Work to complete —
Return the records below exactly as they are written.

Items from a data source
-=-=-=-=-

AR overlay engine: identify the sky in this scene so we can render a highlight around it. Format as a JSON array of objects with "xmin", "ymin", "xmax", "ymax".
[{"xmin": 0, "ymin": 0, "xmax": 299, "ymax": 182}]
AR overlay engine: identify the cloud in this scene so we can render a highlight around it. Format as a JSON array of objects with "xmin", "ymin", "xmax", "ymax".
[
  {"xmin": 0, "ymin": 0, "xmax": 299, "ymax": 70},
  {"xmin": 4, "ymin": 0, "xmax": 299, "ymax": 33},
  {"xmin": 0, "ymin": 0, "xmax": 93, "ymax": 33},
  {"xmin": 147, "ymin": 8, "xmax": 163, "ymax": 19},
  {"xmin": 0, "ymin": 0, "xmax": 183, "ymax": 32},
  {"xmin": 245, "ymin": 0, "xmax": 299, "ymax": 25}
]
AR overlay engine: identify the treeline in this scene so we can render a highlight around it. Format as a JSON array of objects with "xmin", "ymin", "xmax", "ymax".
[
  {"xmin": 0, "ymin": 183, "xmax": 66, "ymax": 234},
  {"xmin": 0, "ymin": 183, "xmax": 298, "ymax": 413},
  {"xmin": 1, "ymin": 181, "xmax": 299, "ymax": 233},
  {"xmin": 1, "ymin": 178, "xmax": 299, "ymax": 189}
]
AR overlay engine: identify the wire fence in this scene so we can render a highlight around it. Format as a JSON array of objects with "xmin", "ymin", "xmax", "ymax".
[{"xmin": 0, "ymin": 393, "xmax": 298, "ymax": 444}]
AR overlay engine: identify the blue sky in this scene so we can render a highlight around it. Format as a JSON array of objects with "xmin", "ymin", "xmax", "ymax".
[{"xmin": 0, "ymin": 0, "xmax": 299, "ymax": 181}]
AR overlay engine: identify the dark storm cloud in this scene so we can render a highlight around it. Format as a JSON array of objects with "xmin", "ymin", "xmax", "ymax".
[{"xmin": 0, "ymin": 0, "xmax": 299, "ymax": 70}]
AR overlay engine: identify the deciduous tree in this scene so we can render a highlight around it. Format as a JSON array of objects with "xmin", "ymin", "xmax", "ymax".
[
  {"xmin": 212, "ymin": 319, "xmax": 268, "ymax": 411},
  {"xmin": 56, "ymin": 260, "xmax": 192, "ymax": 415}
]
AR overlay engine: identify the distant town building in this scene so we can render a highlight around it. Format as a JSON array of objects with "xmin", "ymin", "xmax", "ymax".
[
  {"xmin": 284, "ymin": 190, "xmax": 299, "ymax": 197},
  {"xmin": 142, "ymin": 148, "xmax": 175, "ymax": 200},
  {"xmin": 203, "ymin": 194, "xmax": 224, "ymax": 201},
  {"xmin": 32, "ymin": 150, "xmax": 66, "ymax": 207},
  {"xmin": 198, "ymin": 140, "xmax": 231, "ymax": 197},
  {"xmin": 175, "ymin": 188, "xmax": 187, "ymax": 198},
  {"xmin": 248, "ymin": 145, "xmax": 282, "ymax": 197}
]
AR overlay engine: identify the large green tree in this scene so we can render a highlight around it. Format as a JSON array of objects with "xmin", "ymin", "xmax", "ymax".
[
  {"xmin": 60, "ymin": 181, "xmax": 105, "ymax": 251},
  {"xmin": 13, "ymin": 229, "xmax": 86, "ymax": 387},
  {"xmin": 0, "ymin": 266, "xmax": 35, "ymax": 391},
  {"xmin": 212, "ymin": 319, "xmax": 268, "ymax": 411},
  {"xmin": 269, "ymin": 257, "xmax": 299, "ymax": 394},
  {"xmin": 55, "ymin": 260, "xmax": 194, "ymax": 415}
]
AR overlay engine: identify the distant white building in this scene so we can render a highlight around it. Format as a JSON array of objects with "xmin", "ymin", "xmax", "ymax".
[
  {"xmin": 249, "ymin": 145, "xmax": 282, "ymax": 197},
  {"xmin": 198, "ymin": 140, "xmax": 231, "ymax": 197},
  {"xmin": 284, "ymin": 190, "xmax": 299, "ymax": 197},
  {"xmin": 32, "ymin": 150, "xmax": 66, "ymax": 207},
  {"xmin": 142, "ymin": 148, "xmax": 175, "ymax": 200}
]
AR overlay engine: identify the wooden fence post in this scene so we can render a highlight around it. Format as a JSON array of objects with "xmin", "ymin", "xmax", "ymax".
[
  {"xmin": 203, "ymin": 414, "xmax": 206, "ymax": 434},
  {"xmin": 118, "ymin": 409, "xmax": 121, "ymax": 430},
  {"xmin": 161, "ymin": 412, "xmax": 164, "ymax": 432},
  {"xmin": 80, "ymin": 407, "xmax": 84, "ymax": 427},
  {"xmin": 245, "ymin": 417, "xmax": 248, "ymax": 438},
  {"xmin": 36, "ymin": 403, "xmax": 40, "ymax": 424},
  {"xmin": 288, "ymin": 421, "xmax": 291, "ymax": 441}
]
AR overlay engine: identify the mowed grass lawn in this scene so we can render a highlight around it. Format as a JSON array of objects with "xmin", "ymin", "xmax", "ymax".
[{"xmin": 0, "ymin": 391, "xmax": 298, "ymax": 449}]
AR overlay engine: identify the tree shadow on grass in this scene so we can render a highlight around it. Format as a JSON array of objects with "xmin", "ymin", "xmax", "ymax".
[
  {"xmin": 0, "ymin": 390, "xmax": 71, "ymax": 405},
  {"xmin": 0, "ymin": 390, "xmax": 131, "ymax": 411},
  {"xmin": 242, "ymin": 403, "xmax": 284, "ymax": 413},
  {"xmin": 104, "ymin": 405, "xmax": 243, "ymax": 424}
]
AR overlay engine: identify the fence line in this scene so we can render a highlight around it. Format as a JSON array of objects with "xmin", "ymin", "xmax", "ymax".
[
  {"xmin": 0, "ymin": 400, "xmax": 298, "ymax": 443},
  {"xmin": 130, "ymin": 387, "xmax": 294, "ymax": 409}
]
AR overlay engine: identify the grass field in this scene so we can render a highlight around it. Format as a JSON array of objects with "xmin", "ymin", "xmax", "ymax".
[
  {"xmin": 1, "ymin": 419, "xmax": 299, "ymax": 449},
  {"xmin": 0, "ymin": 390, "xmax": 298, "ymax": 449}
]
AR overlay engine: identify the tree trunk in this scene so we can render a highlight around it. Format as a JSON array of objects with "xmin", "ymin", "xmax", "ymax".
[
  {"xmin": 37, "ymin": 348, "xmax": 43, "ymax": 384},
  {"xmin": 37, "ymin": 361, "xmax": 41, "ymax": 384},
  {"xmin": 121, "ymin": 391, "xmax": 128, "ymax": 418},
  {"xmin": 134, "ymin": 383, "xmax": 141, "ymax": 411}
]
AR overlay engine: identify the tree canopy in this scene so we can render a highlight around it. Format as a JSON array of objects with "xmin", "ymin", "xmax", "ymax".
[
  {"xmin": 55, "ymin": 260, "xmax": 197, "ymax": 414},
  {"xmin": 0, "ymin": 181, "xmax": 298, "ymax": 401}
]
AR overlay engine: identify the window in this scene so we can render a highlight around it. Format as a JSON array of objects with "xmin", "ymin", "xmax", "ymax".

-=-=-=-=-

Task answer —
AR overlay engine: identify the sky in this scene so we can render a highlight around it. Format as a JSON array of objects with "xmin", "ymin", "xmax", "ymax".
[{"xmin": 0, "ymin": 0, "xmax": 299, "ymax": 182}]
AR overlay engine: identify the cloud in this scene so we can render a highlight around it. Format as a JSON array of objects with "xmin", "ymin", "xmax", "ymax".
[
  {"xmin": 0, "ymin": 0, "xmax": 299, "ymax": 70},
  {"xmin": 4, "ymin": 0, "xmax": 299, "ymax": 33},
  {"xmin": 0, "ymin": 0, "xmax": 93, "ymax": 33},
  {"xmin": 147, "ymin": 8, "xmax": 163, "ymax": 19},
  {"xmin": 0, "ymin": 0, "xmax": 183, "ymax": 32},
  {"xmin": 245, "ymin": 0, "xmax": 299, "ymax": 25}
]
AR overlay engine: identify the treeline in this scene so we can render a highlight around it. Format as a JSON array of objects with "xmin", "ymin", "xmax", "ymax".
[
  {"xmin": 0, "ymin": 183, "xmax": 66, "ymax": 234},
  {"xmin": 0, "ymin": 183, "xmax": 298, "ymax": 413},
  {"xmin": 1, "ymin": 181, "xmax": 299, "ymax": 233},
  {"xmin": 1, "ymin": 178, "xmax": 299, "ymax": 189}
]
AR overlay engine: identify the wire fence in this scene so we can render a highlight around it. Format as a JSON array of objects with "xmin", "ymin", "xmax", "ymax".
[{"xmin": 0, "ymin": 393, "xmax": 298, "ymax": 444}]
AR overlay engine: identify the blue sky in this scene so we can render a highlight around it. Format as a JSON array of objects with "xmin", "ymin", "xmax", "ymax".
[{"xmin": 0, "ymin": 0, "xmax": 299, "ymax": 181}]
AR overlay engine: identify the dark storm cloud in this scene so we can render a highlight around it. Format as a JSON array of objects with "xmin", "ymin", "xmax", "ymax".
[{"xmin": 0, "ymin": 0, "xmax": 299, "ymax": 70}]
AR overlay engine: identify the deciduous tree in this scene so we can render a highlight around it. Format as a JSON array of objects with "xmin", "ymin", "xmax", "ymax".
[
  {"xmin": 212, "ymin": 319, "xmax": 268, "ymax": 411},
  {"xmin": 56, "ymin": 260, "xmax": 192, "ymax": 415}
]
AR overlay engine: identify the distant town building in this scene so we can render a highlight around it. Format as a JSON array of objects with "xmin", "ymin", "xmax", "ymax".
[
  {"xmin": 284, "ymin": 190, "xmax": 299, "ymax": 197},
  {"xmin": 142, "ymin": 148, "xmax": 175, "ymax": 200},
  {"xmin": 203, "ymin": 194, "xmax": 224, "ymax": 201},
  {"xmin": 32, "ymin": 150, "xmax": 66, "ymax": 207},
  {"xmin": 198, "ymin": 140, "xmax": 231, "ymax": 197},
  {"xmin": 175, "ymin": 188, "xmax": 187, "ymax": 198},
  {"xmin": 248, "ymin": 145, "xmax": 282, "ymax": 197}
]
AR overlay engine: identify the large green tree in this scene so we can render a highlight around it. Format as a JSON array of objects with "xmin", "ymin", "xmax", "ymax".
[
  {"xmin": 60, "ymin": 181, "xmax": 105, "ymax": 251},
  {"xmin": 13, "ymin": 229, "xmax": 86, "ymax": 387},
  {"xmin": 0, "ymin": 266, "xmax": 35, "ymax": 391},
  {"xmin": 212, "ymin": 319, "xmax": 268, "ymax": 411},
  {"xmin": 269, "ymin": 257, "xmax": 299, "ymax": 394},
  {"xmin": 55, "ymin": 260, "xmax": 194, "ymax": 415}
]
AR overlay engine: identify the distant white building in this scene so we can render a highlight around it. Format as a JSON array of objects with "xmin", "ymin", "xmax", "ymax".
[
  {"xmin": 249, "ymin": 145, "xmax": 282, "ymax": 197},
  {"xmin": 198, "ymin": 140, "xmax": 231, "ymax": 197},
  {"xmin": 284, "ymin": 190, "xmax": 299, "ymax": 197},
  {"xmin": 32, "ymin": 150, "xmax": 66, "ymax": 207},
  {"xmin": 142, "ymin": 148, "xmax": 175, "ymax": 200}
]
AR overlay engine: identify the wooden fence post in this scene so we can render a highlight around it. Format as a JSON array of objects with "xmin", "ymin", "xmax", "ymax".
[
  {"xmin": 203, "ymin": 414, "xmax": 206, "ymax": 434},
  {"xmin": 118, "ymin": 409, "xmax": 121, "ymax": 430},
  {"xmin": 161, "ymin": 412, "xmax": 164, "ymax": 432},
  {"xmin": 80, "ymin": 407, "xmax": 84, "ymax": 427},
  {"xmin": 245, "ymin": 417, "xmax": 248, "ymax": 438},
  {"xmin": 36, "ymin": 403, "xmax": 40, "ymax": 424},
  {"xmin": 288, "ymin": 421, "xmax": 291, "ymax": 441}
]
AR overlay engine: identify the mowed grass lawn in this scene so we can render a highlight around it. Format as a JSON array of objects with "xmin", "ymin", "xmax", "ymax".
[{"xmin": 0, "ymin": 391, "xmax": 298, "ymax": 449}]
AR overlay engine: identify the tree shadow on grass in this scene so we can render a highlight around it. Format as a JSON array of objects with "xmin", "ymin", "xmax", "ymax".
[
  {"xmin": 0, "ymin": 390, "xmax": 71, "ymax": 405},
  {"xmin": 0, "ymin": 390, "xmax": 131, "ymax": 411},
  {"xmin": 242, "ymin": 403, "xmax": 284, "ymax": 413},
  {"xmin": 104, "ymin": 405, "xmax": 243, "ymax": 424}
]
AR overlay engine: identify the fence line in this scene so we can render a highlight around it. Format as a JSON array of objects with "xmin", "ymin", "xmax", "ymax".
[
  {"xmin": 0, "ymin": 400, "xmax": 298, "ymax": 443},
  {"xmin": 130, "ymin": 387, "xmax": 294, "ymax": 409}
]
AR overlay engine: identify the grass field in this scene so we can render a highlight around it. Format as a JSON array of objects with "xmin", "ymin", "xmax", "ymax".
[
  {"xmin": 1, "ymin": 419, "xmax": 299, "ymax": 449},
  {"xmin": 0, "ymin": 390, "xmax": 298, "ymax": 449}
]
AR overlay engine: identify the tree trunk in this scene so we can render a highlight around it. Format as a JSON array of objects with "xmin", "ymin", "xmax", "ymax".
[
  {"xmin": 37, "ymin": 348, "xmax": 43, "ymax": 384},
  {"xmin": 37, "ymin": 361, "xmax": 41, "ymax": 384},
  {"xmin": 121, "ymin": 391, "xmax": 128, "ymax": 418},
  {"xmin": 134, "ymin": 383, "xmax": 141, "ymax": 411}
]
AR overlay engine: identify the tree canopy in this scene so we can render a highlight around it. Format as a JSON array of objects with "xmin", "ymin", "xmax", "ymax".
[
  {"xmin": 55, "ymin": 260, "xmax": 197, "ymax": 414},
  {"xmin": 0, "ymin": 181, "xmax": 298, "ymax": 401}
]
AR overlay engine: identify the window in this scene so we can render a highlight around it. Format as a JSON array of objects with "xmin", "ymin", "xmax", "ymax".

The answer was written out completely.